### INFORMATION GIVEN
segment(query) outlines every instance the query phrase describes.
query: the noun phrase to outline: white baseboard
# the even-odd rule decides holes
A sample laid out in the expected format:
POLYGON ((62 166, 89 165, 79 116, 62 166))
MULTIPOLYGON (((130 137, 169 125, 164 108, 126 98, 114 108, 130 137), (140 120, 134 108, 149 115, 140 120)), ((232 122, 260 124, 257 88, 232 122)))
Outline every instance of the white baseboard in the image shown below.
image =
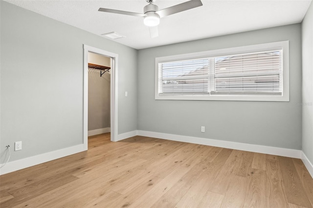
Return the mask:
POLYGON ((96 135, 97 134, 104 134, 105 133, 111 132, 111 128, 107 127, 106 128, 99 128, 99 129, 90 130, 88 131, 88 136, 96 135))
POLYGON ((313 165, 312 165, 312 163, 310 162, 310 160, 309 160, 307 156, 304 154, 304 152, 302 151, 302 153, 301 159, 302 160, 302 162, 303 162, 304 165, 307 167, 307 169, 308 169, 308 171, 311 175, 311 177, 313 178, 313 165))
POLYGON ((228 142, 141 130, 138 130, 137 134, 139 136, 177 141, 178 142, 208 145, 210 146, 217 146, 219 147, 228 148, 233 149, 238 149, 253 152, 289 157, 294 158, 301 158, 302 151, 296 149, 286 149, 284 148, 275 147, 273 146, 251 145, 246 143, 240 143, 234 142, 228 142))
POLYGON ((41 164, 85 150, 87 149, 84 147, 84 145, 82 144, 8 162, 0 169, 0 175, 41 164))
POLYGON ((133 131, 129 131, 128 132, 124 133, 123 134, 118 134, 117 135, 117 137, 115 142, 127 139, 130 137, 134 137, 135 136, 137 136, 137 135, 138 133, 136 130, 133 131))

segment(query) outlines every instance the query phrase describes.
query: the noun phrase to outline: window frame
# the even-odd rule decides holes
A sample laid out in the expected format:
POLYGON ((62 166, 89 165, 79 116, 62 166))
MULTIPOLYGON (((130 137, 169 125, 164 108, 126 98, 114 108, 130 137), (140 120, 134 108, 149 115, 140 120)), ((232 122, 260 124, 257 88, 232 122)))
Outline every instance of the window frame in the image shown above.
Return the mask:
POLYGON ((241 101, 289 102, 289 41, 261 43, 207 51, 179 54, 155 59, 155 99, 241 101), (189 59, 227 56, 249 53, 282 50, 282 95, 162 95, 158 94, 158 63, 189 59))

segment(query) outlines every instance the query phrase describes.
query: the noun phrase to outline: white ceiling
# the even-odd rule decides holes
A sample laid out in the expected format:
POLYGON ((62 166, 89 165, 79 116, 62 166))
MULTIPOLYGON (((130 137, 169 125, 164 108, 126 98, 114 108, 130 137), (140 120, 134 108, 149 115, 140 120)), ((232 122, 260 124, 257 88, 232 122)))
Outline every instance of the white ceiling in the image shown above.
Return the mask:
MULTIPOLYGON (((187 0, 156 0, 162 9, 187 0)), ((301 22, 312 0, 202 0, 203 6, 161 19, 159 37, 150 38, 142 18, 98 12, 99 7, 142 13, 145 0, 6 0, 67 24, 137 49, 301 22)))

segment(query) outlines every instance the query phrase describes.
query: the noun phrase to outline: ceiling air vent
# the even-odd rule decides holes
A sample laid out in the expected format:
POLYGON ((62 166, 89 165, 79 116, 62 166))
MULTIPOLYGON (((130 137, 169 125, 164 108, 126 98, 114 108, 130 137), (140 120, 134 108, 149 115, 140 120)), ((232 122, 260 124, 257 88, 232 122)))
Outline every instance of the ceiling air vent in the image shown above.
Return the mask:
POLYGON ((117 39, 121 38, 125 38, 125 37, 120 35, 115 32, 112 32, 112 33, 105 33, 101 34, 101 35, 104 36, 106 38, 110 38, 110 39, 117 39))

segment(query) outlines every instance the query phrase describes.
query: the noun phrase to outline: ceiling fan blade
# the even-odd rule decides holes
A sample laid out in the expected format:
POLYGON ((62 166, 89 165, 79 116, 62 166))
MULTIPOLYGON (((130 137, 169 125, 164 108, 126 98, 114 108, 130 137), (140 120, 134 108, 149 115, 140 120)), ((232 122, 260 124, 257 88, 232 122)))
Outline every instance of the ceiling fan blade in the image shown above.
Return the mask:
POLYGON ((106 9, 105 8, 100 8, 98 10, 100 12, 109 12, 110 13, 120 14, 121 15, 131 15, 132 16, 143 17, 147 15, 144 14, 136 13, 135 12, 127 12, 126 11, 116 10, 115 9, 106 9))
POLYGON ((151 38, 156 38, 158 36, 157 26, 149 27, 149 30, 150 31, 150 36, 151 36, 151 38))
POLYGON ((175 5, 170 7, 159 10, 156 12, 160 16, 160 18, 168 16, 173 14, 178 13, 183 11, 188 10, 193 8, 202 6, 203 4, 201 0, 191 0, 179 4, 175 5))

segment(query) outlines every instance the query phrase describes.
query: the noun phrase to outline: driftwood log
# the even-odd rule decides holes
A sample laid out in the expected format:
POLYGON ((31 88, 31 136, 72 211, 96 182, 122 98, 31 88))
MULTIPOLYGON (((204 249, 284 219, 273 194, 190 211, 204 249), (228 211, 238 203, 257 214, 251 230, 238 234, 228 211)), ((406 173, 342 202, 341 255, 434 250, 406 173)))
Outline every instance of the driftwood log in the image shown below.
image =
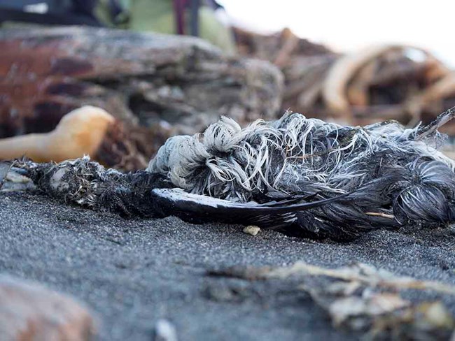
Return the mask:
POLYGON ((113 148, 148 159, 169 136, 202 131, 220 115, 243 124, 273 119, 282 87, 270 63, 228 58, 192 37, 83 27, 0 31, 0 138, 50 131, 71 110, 92 105, 122 124, 111 133, 113 148))

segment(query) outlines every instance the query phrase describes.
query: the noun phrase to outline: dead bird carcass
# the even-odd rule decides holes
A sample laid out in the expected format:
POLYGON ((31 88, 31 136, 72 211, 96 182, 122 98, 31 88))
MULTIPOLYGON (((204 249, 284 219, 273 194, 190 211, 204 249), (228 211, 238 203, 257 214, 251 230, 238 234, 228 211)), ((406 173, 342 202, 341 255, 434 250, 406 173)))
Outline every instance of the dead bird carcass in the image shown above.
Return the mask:
POLYGON ((342 126, 300 114, 241 129, 223 117, 171 138, 145 170, 122 173, 88 158, 15 161, 50 196, 124 215, 176 215, 349 239, 372 229, 455 221, 455 162, 438 128, 394 121, 342 126))

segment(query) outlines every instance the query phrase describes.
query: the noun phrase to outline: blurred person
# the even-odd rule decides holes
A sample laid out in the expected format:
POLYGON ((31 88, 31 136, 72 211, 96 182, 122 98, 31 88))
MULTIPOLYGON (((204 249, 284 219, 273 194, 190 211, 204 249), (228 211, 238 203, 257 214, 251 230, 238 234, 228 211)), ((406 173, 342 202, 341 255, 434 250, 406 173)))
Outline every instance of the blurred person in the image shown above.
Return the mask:
POLYGON ((199 36, 235 52, 232 32, 214 0, 0 0, 3 27, 18 22, 88 25, 199 36))

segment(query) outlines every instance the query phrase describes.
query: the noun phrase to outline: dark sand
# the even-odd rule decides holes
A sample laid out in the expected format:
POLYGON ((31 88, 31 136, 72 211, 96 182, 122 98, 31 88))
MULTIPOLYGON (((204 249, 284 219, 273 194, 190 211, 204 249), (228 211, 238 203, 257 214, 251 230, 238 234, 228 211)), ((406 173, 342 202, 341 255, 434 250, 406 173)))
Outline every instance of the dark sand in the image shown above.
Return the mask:
MULTIPOLYGON (((314 242, 274 231, 252 236, 241 226, 192 225, 175 217, 125 220, 20 193, 0 194, 0 272, 85 302, 99 318, 101 340, 152 340, 161 318, 175 326, 181 340, 358 336, 332 328, 295 283, 206 275, 230 266, 303 260, 335 268, 360 261, 455 284, 449 228, 378 231, 346 244, 314 242)), ((455 311, 453 298, 431 298, 455 311)))

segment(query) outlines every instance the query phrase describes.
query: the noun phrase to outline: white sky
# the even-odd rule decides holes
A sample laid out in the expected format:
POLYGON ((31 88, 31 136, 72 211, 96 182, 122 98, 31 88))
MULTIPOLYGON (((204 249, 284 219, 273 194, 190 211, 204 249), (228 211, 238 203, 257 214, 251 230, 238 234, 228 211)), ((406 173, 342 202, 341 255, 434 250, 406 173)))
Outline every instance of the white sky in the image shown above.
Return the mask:
POLYGON ((424 48, 455 68, 451 0, 219 0, 241 26, 262 32, 288 27, 298 36, 347 52, 379 43, 424 48))

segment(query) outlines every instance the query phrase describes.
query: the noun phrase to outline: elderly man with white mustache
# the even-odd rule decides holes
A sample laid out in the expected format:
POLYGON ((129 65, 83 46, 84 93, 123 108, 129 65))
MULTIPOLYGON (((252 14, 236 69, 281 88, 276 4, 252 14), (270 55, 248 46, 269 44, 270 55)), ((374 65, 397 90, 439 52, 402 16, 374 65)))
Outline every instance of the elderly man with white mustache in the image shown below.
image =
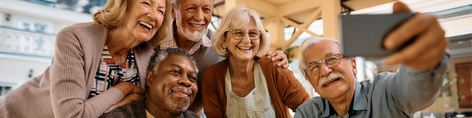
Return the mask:
MULTIPOLYGON (((201 89, 201 76, 210 65, 222 60, 211 50, 211 41, 215 33, 207 29, 211 19, 214 0, 172 0, 173 30, 160 42, 156 49, 179 48, 186 50, 193 57, 200 69, 197 84, 201 89)), ((165 18, 170 18, 166 17, 165 18)), ((269 51, 268 59, 278 63, 279 67, 287 68, 288 61, 282 51, 269 51), (278 61, 280 60, 280 61, 278 61)), ((203 113, 202 93, 197 93, 195 101, 189 108, 197 114, 203 113)))
MULTIPOLYGON (((411 10, 399 2, 393 11, 411 10)), ((372 82, 356 80, 355 60, 343 56, 337 40, 306 39, 299 68, 320 96, 298 106, 295 117, 413 117, 439 94, 450 58, 444 34, 434 16, 416 13, 384 40, 385 47, 392 49, 418 36, 386 58, 388 65, 402 65, 398 72, 379 73, 372 82)))

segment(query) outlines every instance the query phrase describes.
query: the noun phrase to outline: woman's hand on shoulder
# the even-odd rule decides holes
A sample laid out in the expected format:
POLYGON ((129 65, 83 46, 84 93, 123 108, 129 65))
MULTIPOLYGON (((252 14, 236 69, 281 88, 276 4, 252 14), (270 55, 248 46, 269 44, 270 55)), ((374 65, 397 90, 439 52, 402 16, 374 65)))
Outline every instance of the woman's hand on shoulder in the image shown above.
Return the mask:
POLYGON ((277 67, 282 67, 284 68, 287 68, 289 66, 288 65, 288 59, 287 59, 287 55, 281 50, 277 50, 274 51, 267 51, 265 56, 267 56, 267 59, 270 59, 272 62, 280 61, 277 63, 277 67))
POLYGON ((111 111, 111 110, 115 110, 115 109, 117 109, 119 107, 121 107, 126 104, 131 103, 137 100, 141 100, 144 97, 144 95, 140 95, 138 93, 133 93, 130 94, 129 95, 128 95, 128 96, 126 96, 126 97, 125 97, 125 98, 124 98, 123 100, 121 100, 121 101, 118 102, 118 103, 113 105, 111 105, 111 106, 110 106, 110 107, 107 110, 105 111, 104 113, 108 113, 111 111))
POLYGON ((122 82, 113 86, 121 91, 123 95, 126 96, 131 93, 137 93, 144 95, 144 89, 139 86, 133 84, 129 82, 122 82))

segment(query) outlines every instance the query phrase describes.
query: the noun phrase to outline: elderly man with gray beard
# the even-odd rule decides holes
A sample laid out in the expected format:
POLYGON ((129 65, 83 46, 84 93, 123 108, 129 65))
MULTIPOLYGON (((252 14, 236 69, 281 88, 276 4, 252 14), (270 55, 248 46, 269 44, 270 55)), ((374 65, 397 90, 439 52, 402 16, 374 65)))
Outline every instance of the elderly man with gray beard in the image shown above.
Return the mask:
MULTIPOLYGON (((396 2, 393 12, 411 11, 396 2)), ((398 72, 379 73, 372 82, 356 80, 355 60, 343 56, 337 40, 306 39, 299 67, 320 96, 298 106, 295 117, 413 117, 439 94, 450 59, 444 34, 434 16, 416 13, 383 40, 383 46, 391 50, 417 36, 386 57, 387 65, 402 64, 398 72)))
POLYGON ((195 60, 184 50, 158 51, 148 66, 145 97, 100 118, 200 118, 187 110, 198 90, 195 65, 195 60))
MULTIPOLYGON (((219 57, 211 50, 211 39, 214 31, 207 27, 211 20, 214 0, 172 0, 172 30, 169 35, 160 42, 156 49, 179 48, 188 51, 197 62, 196 66, 201 71, 198 73, 197 85, 200 89, 200 76, 210 65, 219 62, 225 58, 219 57)), ((282 51, 268 51, 267 58, 277 62, 277 66, 288 67, 287 55, 282 51), (279 61, 280 60, 280 61, 279 61)), ((189 108, 197 114, 203 113, 202 94, 199 92, 195 101, 189 108)))

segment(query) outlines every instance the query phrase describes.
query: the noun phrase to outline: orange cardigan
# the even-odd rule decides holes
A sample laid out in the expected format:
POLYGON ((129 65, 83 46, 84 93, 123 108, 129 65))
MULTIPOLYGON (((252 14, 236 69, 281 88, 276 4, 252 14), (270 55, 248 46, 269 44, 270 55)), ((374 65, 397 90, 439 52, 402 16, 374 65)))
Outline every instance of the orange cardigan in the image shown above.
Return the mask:
MULTIPOLYGON (((299 105, 310 100, 310 95, 292 71, 277 67, 277 63, 267 57, 256 61, 264 73, 277 118, 291 117, 288 108, 295 111, 299 105)), ((210 66, 202 76, 203 111, 208 118, 226 118, 225 76, 228 65, 227 58, 210 66)))

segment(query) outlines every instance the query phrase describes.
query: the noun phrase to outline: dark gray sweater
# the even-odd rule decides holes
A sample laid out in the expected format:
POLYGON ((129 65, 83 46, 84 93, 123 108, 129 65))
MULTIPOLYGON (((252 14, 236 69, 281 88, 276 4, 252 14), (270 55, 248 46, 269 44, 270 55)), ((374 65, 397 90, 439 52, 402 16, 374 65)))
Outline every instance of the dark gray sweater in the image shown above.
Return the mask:
MULTIPOLYGON (((146 107, 144 99, 125 104, 99 118, 146 118, 146 107)), ((199 118, 198 115, 189 110, 186 110, 180 115, 180 118, 199 118)))

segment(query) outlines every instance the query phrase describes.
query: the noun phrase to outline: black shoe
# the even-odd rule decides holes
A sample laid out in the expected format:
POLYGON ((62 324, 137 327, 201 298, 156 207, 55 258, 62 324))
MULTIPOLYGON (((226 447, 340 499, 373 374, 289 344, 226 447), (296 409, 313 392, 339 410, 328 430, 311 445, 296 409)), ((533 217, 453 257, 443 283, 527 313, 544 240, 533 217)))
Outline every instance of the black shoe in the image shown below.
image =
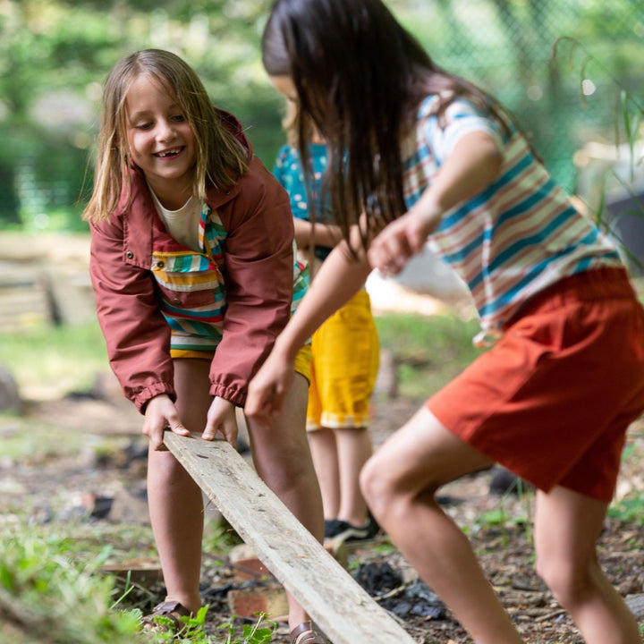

### AIM OF THE EXERCISE
Return every line of the material that contains the string "sweater". Matching is case-sensitive.

### COMPLETE OUTPUT
query: the noun phrase to outline: dark gray sweater
Outline every instance of the dark gray sweater in the image shown above.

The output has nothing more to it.